## Work to complete
Could you rewrite all the entries below, swapping every "hole rule" for "fill rule" and leaving everything else unchanged?
—————
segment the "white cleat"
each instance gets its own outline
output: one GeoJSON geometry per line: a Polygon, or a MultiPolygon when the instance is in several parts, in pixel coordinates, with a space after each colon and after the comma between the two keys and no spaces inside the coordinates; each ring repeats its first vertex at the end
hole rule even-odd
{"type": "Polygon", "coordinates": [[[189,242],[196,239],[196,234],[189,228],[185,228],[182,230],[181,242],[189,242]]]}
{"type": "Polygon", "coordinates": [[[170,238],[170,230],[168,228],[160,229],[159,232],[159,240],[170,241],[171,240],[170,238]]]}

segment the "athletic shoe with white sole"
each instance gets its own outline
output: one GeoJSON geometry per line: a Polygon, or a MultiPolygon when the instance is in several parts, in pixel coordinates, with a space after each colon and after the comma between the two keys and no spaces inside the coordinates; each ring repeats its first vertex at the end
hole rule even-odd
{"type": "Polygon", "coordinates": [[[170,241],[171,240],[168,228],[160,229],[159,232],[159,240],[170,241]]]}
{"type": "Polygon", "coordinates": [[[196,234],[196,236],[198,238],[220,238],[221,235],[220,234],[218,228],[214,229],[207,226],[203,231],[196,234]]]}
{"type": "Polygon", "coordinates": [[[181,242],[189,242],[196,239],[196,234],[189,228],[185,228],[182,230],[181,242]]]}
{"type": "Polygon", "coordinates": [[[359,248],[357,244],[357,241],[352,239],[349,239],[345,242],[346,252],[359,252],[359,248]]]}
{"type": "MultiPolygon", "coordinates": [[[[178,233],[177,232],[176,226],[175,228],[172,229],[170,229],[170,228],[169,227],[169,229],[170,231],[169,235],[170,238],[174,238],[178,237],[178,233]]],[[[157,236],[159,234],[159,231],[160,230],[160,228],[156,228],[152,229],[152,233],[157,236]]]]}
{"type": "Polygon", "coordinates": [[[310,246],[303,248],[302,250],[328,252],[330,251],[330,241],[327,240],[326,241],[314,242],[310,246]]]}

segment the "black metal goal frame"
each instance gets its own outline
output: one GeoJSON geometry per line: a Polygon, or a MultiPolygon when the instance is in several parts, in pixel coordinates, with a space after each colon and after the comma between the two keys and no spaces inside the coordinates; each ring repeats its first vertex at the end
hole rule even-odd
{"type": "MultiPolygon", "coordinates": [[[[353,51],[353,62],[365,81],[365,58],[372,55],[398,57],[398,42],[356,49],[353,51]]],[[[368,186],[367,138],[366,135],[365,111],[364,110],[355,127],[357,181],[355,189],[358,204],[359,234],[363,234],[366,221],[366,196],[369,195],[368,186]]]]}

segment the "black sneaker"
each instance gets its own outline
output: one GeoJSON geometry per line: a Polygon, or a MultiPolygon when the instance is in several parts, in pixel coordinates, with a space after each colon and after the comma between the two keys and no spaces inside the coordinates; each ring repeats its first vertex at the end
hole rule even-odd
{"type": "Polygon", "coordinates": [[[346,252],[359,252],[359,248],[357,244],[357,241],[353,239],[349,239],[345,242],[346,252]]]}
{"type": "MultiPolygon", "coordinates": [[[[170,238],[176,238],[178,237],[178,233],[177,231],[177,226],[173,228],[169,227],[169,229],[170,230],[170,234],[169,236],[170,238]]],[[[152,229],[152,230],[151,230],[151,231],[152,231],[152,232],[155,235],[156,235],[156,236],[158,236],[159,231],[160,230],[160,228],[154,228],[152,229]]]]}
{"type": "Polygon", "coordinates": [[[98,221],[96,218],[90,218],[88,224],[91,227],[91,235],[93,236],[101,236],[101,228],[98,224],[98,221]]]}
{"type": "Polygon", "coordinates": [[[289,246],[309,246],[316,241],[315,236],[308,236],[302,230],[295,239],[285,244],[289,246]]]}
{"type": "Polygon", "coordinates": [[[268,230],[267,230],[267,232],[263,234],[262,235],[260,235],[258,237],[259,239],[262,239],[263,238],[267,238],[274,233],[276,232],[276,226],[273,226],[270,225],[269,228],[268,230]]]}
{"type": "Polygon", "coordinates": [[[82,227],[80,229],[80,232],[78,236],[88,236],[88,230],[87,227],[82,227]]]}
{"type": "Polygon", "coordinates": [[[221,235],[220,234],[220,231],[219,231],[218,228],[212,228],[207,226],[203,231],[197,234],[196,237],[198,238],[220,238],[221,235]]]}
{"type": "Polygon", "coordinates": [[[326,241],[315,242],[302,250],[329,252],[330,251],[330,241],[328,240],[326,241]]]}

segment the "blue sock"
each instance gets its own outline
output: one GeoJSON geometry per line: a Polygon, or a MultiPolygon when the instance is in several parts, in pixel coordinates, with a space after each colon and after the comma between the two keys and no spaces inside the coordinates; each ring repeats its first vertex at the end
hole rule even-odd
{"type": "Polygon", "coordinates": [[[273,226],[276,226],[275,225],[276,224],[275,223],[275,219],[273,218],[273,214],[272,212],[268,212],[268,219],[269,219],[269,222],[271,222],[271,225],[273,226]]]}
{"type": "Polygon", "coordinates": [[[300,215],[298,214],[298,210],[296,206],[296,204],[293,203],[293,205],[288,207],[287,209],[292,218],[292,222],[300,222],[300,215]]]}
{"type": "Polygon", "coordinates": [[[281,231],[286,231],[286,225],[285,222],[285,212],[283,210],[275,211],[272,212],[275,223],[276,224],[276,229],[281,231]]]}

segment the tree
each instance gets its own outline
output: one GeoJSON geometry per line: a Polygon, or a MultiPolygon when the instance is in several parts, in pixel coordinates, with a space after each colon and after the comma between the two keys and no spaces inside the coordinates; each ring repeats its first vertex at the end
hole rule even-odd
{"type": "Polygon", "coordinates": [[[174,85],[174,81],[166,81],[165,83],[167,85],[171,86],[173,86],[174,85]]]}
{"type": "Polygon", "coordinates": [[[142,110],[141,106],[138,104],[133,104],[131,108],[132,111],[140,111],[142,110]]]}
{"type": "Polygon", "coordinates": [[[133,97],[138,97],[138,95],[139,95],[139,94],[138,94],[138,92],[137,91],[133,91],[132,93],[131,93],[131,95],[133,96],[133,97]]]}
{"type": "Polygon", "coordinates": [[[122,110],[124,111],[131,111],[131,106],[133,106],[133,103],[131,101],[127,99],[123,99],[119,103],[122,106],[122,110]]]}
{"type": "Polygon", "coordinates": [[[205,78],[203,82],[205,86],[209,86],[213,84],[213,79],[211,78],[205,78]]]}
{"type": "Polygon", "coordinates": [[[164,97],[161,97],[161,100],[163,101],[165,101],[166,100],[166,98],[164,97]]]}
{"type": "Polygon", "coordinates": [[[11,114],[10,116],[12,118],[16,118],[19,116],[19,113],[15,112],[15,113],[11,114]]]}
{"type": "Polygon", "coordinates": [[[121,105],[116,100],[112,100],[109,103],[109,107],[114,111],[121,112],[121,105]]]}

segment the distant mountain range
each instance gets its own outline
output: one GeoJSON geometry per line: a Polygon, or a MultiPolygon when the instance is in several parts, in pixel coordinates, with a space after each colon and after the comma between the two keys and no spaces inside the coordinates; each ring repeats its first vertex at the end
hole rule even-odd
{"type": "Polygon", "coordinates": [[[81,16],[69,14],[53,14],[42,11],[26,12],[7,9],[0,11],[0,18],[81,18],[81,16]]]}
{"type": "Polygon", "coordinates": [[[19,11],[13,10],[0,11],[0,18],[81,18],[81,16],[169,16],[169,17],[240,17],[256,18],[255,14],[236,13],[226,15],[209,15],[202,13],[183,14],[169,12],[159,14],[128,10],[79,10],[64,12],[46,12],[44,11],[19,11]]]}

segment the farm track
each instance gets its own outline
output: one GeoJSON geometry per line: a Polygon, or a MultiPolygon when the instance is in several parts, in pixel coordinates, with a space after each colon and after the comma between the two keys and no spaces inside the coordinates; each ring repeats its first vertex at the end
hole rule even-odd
—————
## Solved exercise
segment the "white cleat"
each instance gets its own outline
output: one GeoJSON geometry per line: a Polygon, or a MultiPolygon when the instance is in several parts, in pixel coordinates, with a space after each colon and after the comma between the two keys and no spaces inside the coordinates; each ring repeats its first vertex at the end
fill rule even-odd
{"type": "Polygon", "coordinates": [[[189,242],[196,239],[196,234],[189,228],[185,228],[182,230],[181,242],[189,242]]]}
{"type": "Polygon", "coordinates": [[[170,238],[170,230],[168,228],[160,229],[159,232],[159,240],[170,241],[171,240],[170,238]]]}

segment the "athletic shoe with white sole"
each instance gets its own outline
output: one GeoJSON geometry per line: a Polygon, or a MultiPolygon when the instance is in several parts, in pixel coordinates, with a space after each colon and after the comma between the two keys and no spaces inside the coordinates; each ring repeats its first vertex at the end
fill rule even-odd
{"type": "Polygon", "coordinates": [[[170,241],[171,240],[168,228],[160,229],[159,232],[159,240],[170,241]]]}
{"type": "Polygon", "coordinates": [[[196,234],[196,236],[198,238],[220,238],[221,235],[220,234],[218,228],[214,229],[207,226],[203,231],[196,234]]]}
{"type": "Polygon", "coordinates": [[[181,242],[189,242],[196,239],[196,234],[189,228],[185,228],[182,230],[181,242]]]}
{"type": "Polygon", "coordinates": [[[359,248],[357,244],[357,241],[352,239],[349,239],[345,242],[346,252],[359,252],[359,248]]]}
{"type": "MultiPolygon", "coordinates": [[[[178,233],[177,232],[176,226],[175,228],[172,229],[170,229],[170,228],[169,227],[169,229],[170,231],[169,235],[170,238],[174,238],[178,237],[178,233]]],[[[157,236],[159,234],[159,231],[160,230],[160,228],[156,228],[152,229],[152,233],[157,236]]]]}
{"type": "Polygon", "coordinates": [[[310,246],[303,248],[302,250],[328,252],[330,251],[330,241],[327,240],[326,241],[314,242],[310,246]]]}

segment the "black metal goal frame"
each instance gets its own outline
output: one GeoJSON geometry per line: a Polygon, or a MultiPolygon when the instance is in several parts, in pixel coordinates, with a space after each colon and after the comma between the two keys and no spaces inside the coordinates; each ring repeats its first vertex at the end
fill rule even-odd
{"type": "MultiPolygon", "coordinates": [[[[353,51],[353,62],[365,81],[365,58],[372,55],[398,57],[398,42],[356,49],[353,51]]],[[[368,186],[367,138],[366,135],[365,111],[364,110],[355,127],[357,181],[355,189],[358,204],[359,234],[363,234],[366,221],[366,196],[369,195],[368,186]]]]}

segment the "black sneaker"
each instance gets its own outline
output: one GeoJSON geometry per line: a Polygon, or a MultiPolygon when the instance is in several parts, in pixel coordinates, with a space after each colon and after the comma between the two keys and no spaces inside the coordinates; each ring repeats its first vertex at the end
fill rule even-odd
{"type": "Polygon", "coordinates": [[[346,252],[359,252],[359,248],[357,244],[357,241],[353,239],[349,239],[345,242],[346,252]]]}
{"type": "MultiPolygon", "coordinates": [[[[170,238],[176,238],[178,237],[178,233],[177,231],[177,226],[173,228],[169,227],[169,229],[170,230],[170,234],[169,236],[170,238]]],[[[152,229],[152,230],[151,230],[151,231],[152,231],[152,232],[155,235],[156,235],[156,236],[158,236],[159,231],[160,230],[160,228],[154,228],[152,229]]]]}
{"type": "Polygon", "coordinates": [[[98,221],[96,218],[90,218],[88,224],[91,227],[91,235],[93,236],[101,236],[101,228],[98,224],[98,221]]]}
{"type": "Polygon", "coordinates": [[[289,246],[309,246],[316,241],[315,236],[308,236],[302,230],[295,239],[285,244],[289,246]]]}
{"type": "Polygon", "coordinates": [[[268,230],[267,230],[267,232],[263,234],[262,235],[260,235],[258,237],[259,239],[262,239],[263,238],[267,238],[274,233],[276,232],[276,226],[273,226],[270,225],[269,228],[268,230]]]}
{"type": "Polygon", "coordinates": [[[82,227],[80,229],[80,232],[78,236],[88,236],[88,230],[87,227],[82,227]]]}
{"type": "Polygon", "coordinates": [[[221,235],[220,234],[220,231],[219,231],[218,228],[212,228],[207,226],[203,231],[197,234],[196,237],[198,238],[220,238],[221,235]]]}
{"type": "Polygon", "coordinates": [[[326,241],[315,242],[302,250],[329,252],[330,251],[330,241],[328,240],[326,241]]]}

segment the "blue sock"
each instance gets its own outline
output: one GeoJSON geometry per line: a Polygon, or a MultiPolygon when the instance is in several parts, in pixel coordinates, with a space after each colon and after the comma between the two keys and no spaces inside the coordinates; each ring repeats its first vertex at the end
fill rule even-odd
{"type": "Polygon", "coordinates": [[[273,226],[276,226],[275,225],[276,224],[275,223],[275,219],[273,218],[273,214],[272,212],[268,212],[268,219],[269,219],[269,222],[271,222],[271,225],[273,226]]]}
{"type": "Polygon", "coordinates": [[[300,215],[298,214],[298,210],[296,206],[296,204],[293,203],[293,205],[288,207],[287,209],[292,218],[292,222],[300,222],[300,215]]]}
{"type": "Polygon", "coordinates": [[[281,231],[286,231],[286,225],[285,222],[285,212],[283,210],[275,211],[272,212],[275,223],[276,224],[276,229],[281,231]]]}

segment the tree
each instance gets its own outline
output: one GeoJSON geometry per line: a Polygon, or a MultiPolygon when the instance is in several parts, in pixel coordinates, with a space after each colon and after the comma between the two keys and no spaces inside the coordinates; each ring repeats its first vertex at the end
fill rule even-odd
{"type": "Polygon", "coordinates": [[[174,85],[174,81],[166,81],[165,83],[167,85],[171,86],[173,86],[174,85]]]}
{"type": "Polygon", "coordinates": [[[142,110],[141,106],[138,104],[133,104],[131,108],[132,111],[140,111],[142,110]]]}
{"type": "Polygon", "coordinates": [[[133,97],[138,97],[138,95],[139,95],[139,94],[138,94],[138,92],[137,91],[133,91],[132,93],[131,93],[131,95],[133,96],[133,97]]]}
{"type": "Polygon", "coordinates": [[[122,110],[124,111],[131,111],[131,106],[133,106],[133,103],[131,101],[127,99],[123,99],[119,103],[122,106],[122,110]]]}
{"type": "Polygon", "coordinates": [[[205,78],[203,82],[205,86],[209,86],[213,84],[213,79],[211,78],[205,78]]]}
{"type": "Polygon", "coordinates": [[[164,97],[161,97],[161,100],[163,101],[165,101],[166,100],[166,98],[164,97]]]}
{"type": "Polygon", "coordinates": [[[11,114],[10,116],[12,118],[16,118],[19,116],[19,113],[15,112],[15,113],[11,114]]]}
{"type": "Polygon", "coordinates": [[[121,105],[116,100],[112,100],[109,103],[109,107],[114,111],[121,112],[121,105]]]}

segment the distant mountain range
each instance gets its own outline
output: one GeoJSON geometry per line: a Polygon, or a MultiPolygon when the instance is in several parts, in pixel coordinates, with a space after each colon and after the comma between the two keys and no spaces inside the coordinates; each ring repeats its first vertex at the end
fill rule even-odd
{"type": "Polygon", "coordinates": [[[81,16],[69,14],[53,14],[42,11],[26,12],[7,9],[0,11],[0,18],[81,18],[81,16]]]}
{"type": "Polygon", "coordinates": [[[19,11],[13,10],[0,11],[0,18],[81,18],[81,16],[169,16],[169,17],[240,17],[256,18],[255,14],[236,13],[226,15],[209,15],[202,13],[183,14],[169,12],[159,14],[128,10],[79,10],[64,12],[46,12],[44,11],[19,11]]]}

segment the farm track
each instance gets its own outline
output: one GeoJSON geometry per line: a Polygon, or a MultiPolygon when the instance is in several parts, in pixel coordinates, with a space after each colon and after the comma between the two keys and no spaces inside the coordinates; each ring repeats its first vertex at the end
fill rule even-odd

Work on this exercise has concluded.